* _TASK DESCRIPTION_: Look in the data below for the line that contains "man in blue". Copy that line and the remaining lines exactly.

Object pointing dataset rows:
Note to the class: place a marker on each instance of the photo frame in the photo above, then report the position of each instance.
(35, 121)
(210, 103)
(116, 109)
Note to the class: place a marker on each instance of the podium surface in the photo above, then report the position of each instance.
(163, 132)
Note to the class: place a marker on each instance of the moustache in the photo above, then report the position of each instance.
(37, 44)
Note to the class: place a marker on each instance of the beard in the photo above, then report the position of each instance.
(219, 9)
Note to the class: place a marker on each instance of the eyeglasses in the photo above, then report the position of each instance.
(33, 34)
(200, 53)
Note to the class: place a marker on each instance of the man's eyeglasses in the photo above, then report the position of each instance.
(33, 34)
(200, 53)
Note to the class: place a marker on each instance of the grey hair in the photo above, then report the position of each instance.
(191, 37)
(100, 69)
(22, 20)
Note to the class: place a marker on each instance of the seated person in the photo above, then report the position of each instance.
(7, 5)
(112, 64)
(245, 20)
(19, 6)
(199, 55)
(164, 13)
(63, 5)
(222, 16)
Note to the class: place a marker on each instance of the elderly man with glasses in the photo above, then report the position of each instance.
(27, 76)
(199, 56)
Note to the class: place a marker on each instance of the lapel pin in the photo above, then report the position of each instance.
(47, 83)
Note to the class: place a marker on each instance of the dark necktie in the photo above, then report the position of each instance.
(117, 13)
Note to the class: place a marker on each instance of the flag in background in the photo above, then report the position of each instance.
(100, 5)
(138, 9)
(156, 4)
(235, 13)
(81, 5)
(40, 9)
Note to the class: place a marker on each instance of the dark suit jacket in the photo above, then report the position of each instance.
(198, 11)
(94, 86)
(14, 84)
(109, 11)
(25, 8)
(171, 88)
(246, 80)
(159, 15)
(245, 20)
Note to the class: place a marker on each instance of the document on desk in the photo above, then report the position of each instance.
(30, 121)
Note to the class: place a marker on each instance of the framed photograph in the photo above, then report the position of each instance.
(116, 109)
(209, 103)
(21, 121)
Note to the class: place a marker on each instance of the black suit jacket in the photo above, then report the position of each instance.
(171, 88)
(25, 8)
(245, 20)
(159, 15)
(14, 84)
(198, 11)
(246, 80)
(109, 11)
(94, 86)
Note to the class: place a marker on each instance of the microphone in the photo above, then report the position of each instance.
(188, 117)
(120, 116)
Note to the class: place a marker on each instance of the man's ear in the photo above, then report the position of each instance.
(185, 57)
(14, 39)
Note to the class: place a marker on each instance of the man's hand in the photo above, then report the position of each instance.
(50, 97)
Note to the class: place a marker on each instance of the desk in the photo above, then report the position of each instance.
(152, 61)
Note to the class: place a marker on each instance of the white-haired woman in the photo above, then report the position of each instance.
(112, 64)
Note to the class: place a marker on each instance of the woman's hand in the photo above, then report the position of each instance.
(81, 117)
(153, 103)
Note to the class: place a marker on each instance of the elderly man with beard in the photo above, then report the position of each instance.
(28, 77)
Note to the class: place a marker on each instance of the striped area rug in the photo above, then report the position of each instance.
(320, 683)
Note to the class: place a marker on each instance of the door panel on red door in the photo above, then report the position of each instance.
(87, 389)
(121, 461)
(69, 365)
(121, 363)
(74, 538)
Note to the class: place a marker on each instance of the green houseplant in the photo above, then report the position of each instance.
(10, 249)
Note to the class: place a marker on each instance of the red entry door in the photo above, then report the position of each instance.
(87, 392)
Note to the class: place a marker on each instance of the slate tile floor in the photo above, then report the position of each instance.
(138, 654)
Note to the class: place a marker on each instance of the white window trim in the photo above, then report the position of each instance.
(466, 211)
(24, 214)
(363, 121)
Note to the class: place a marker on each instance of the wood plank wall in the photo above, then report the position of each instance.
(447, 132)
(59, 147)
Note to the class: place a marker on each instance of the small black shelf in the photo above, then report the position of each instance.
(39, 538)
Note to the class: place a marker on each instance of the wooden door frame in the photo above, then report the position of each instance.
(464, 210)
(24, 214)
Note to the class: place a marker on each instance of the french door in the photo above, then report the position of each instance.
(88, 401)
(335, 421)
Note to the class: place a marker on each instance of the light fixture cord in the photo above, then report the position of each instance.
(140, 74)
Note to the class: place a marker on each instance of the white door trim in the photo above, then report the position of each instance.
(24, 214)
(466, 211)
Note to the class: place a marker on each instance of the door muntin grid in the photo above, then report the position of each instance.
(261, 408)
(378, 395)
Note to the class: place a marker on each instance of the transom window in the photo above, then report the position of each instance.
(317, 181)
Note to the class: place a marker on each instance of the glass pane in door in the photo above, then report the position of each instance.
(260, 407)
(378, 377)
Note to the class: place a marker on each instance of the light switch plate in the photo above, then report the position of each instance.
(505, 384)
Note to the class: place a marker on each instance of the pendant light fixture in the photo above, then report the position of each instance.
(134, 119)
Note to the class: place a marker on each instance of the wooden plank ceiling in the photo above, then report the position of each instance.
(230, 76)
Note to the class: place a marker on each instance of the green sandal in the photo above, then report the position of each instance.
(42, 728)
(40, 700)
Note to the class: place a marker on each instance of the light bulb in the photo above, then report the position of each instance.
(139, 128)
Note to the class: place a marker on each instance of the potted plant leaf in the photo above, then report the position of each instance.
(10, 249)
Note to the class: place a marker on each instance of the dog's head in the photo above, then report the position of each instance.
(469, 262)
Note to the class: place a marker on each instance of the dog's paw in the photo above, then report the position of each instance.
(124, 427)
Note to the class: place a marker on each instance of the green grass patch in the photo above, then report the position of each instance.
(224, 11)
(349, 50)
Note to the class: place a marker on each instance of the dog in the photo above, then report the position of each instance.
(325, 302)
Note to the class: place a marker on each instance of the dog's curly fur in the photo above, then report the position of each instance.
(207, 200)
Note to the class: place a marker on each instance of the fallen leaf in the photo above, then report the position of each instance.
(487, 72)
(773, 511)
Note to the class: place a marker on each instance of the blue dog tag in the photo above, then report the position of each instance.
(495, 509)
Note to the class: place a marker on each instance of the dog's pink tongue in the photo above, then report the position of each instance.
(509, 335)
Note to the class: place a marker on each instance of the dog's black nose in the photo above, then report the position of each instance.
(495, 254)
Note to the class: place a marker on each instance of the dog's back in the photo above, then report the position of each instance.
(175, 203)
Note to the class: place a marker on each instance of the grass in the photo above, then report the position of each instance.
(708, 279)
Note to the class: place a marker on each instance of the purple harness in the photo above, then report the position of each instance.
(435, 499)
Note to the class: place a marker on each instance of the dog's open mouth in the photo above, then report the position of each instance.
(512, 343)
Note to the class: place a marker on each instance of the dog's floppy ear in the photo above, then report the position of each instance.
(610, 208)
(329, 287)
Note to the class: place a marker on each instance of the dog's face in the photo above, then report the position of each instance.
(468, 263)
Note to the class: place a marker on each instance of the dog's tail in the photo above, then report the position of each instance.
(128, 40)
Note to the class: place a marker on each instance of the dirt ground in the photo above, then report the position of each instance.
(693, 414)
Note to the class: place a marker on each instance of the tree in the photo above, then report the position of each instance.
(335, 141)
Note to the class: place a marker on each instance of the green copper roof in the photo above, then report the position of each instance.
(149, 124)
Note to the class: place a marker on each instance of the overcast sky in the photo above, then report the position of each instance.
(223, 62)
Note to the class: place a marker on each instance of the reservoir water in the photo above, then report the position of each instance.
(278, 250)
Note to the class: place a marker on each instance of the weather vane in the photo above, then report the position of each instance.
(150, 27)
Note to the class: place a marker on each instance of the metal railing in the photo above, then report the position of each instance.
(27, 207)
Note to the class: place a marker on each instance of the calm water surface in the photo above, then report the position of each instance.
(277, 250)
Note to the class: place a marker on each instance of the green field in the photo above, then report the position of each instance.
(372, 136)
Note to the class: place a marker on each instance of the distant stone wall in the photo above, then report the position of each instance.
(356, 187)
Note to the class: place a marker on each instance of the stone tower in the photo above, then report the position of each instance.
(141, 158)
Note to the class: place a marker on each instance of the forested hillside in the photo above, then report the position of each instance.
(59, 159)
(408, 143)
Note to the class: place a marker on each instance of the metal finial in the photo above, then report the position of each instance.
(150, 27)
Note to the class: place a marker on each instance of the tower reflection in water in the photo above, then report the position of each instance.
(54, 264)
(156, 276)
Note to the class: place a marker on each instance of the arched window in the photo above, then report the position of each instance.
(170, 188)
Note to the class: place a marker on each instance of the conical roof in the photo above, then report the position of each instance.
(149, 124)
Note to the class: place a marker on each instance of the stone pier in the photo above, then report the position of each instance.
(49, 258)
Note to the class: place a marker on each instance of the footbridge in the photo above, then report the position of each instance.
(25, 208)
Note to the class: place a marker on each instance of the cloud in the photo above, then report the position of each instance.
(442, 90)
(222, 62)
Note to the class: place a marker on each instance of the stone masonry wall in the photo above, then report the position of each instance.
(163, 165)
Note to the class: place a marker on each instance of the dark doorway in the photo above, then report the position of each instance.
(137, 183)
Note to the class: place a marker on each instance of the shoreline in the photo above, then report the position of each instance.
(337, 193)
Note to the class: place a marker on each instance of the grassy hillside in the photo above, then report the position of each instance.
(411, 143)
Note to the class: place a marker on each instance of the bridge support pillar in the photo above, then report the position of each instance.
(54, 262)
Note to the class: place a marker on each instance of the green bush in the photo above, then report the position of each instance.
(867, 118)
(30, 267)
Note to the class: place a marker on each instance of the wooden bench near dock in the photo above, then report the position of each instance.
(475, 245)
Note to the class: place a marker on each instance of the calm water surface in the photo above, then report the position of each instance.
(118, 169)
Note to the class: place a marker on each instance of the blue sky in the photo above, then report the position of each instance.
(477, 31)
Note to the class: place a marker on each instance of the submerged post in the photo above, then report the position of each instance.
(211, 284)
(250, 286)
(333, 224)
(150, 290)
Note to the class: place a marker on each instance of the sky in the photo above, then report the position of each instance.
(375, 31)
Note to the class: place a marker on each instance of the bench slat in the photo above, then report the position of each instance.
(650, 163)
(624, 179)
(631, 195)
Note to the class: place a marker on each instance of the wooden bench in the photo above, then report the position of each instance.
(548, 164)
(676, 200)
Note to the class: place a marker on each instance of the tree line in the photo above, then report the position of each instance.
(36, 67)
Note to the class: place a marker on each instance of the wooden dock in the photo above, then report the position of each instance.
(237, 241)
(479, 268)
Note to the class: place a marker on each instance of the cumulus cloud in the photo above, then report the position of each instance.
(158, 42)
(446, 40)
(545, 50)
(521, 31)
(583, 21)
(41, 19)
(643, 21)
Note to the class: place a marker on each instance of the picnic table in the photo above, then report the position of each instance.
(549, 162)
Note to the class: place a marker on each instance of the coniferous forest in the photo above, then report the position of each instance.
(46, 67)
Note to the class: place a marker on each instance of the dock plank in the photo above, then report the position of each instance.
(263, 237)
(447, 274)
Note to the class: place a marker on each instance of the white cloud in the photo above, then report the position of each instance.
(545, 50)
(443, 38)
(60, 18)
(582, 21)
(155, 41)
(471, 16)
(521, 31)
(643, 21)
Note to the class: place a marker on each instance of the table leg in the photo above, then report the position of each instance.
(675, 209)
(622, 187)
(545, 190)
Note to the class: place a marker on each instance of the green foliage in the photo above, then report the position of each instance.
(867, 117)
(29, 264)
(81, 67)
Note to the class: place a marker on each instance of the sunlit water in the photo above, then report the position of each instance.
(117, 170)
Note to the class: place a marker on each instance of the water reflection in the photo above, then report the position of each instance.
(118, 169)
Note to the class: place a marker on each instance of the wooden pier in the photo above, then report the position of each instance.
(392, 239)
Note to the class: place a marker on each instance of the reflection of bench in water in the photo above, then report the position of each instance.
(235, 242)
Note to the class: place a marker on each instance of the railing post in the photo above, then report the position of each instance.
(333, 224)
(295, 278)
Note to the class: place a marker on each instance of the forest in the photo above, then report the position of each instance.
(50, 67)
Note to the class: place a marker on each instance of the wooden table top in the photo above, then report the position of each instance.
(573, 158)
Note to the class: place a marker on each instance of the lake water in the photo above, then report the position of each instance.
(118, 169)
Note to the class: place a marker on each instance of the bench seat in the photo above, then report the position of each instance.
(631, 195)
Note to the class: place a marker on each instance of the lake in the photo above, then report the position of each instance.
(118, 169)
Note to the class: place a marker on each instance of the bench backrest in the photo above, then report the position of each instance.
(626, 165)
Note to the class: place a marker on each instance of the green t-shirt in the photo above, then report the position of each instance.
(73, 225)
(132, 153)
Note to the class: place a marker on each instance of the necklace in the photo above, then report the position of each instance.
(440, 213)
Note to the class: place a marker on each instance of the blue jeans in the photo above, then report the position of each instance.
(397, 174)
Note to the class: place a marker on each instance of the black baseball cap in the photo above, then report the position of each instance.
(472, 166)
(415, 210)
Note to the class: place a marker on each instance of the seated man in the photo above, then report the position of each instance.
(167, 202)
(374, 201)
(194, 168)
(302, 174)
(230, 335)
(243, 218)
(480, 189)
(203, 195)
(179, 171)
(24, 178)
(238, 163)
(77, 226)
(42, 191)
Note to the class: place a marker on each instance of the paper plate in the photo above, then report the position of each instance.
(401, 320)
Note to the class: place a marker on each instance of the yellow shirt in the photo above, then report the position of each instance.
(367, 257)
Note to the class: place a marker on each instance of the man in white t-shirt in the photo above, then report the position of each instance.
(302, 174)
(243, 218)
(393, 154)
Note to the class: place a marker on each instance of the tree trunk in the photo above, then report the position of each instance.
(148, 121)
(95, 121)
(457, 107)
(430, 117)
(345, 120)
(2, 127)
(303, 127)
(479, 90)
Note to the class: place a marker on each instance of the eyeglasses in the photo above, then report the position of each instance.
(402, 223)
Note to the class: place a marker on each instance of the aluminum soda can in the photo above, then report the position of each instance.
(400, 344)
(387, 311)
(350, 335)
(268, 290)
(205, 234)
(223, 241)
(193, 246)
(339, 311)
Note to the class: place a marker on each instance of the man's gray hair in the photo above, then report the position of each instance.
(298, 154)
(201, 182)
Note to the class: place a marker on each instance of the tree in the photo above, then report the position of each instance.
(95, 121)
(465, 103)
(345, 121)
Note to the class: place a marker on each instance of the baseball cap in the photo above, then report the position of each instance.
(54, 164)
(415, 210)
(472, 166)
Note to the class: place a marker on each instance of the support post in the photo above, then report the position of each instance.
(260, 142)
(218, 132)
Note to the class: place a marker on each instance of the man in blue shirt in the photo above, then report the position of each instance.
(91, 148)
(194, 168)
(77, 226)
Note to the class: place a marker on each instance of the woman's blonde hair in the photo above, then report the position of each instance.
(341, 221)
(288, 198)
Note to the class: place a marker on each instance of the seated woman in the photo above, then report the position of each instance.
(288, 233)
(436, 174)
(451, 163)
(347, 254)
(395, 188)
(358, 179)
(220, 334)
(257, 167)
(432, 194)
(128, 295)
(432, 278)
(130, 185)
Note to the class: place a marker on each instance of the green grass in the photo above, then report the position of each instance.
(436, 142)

* _COMPLETED EXERCISE_:
Note to the class: place a marker on each instance of the man in blue shirt in the photo above, then report the position of each instance.
(91, 148)
(194, 168)
(77, 226)
Note to the class: place a marker on each instance of the woman's blonde hair in the photo above, then report the position of each instance.
(341, 221)
(288, 198)
Note to the class: place a marker on each instance of the seated woman in the photo above, then report the position of each instance.
(288, 233)
(436, 174)
(451, 163)
(347, 254)
(395, 188)
(358, 179)
(220, 334)
(257, 167)
(432, 194)
(128, 295)
(432, 278)
(130, 185)
Note to the class: place a marker on each instance of the green grass in the photo above, then report the position of each instance.
(436, 142)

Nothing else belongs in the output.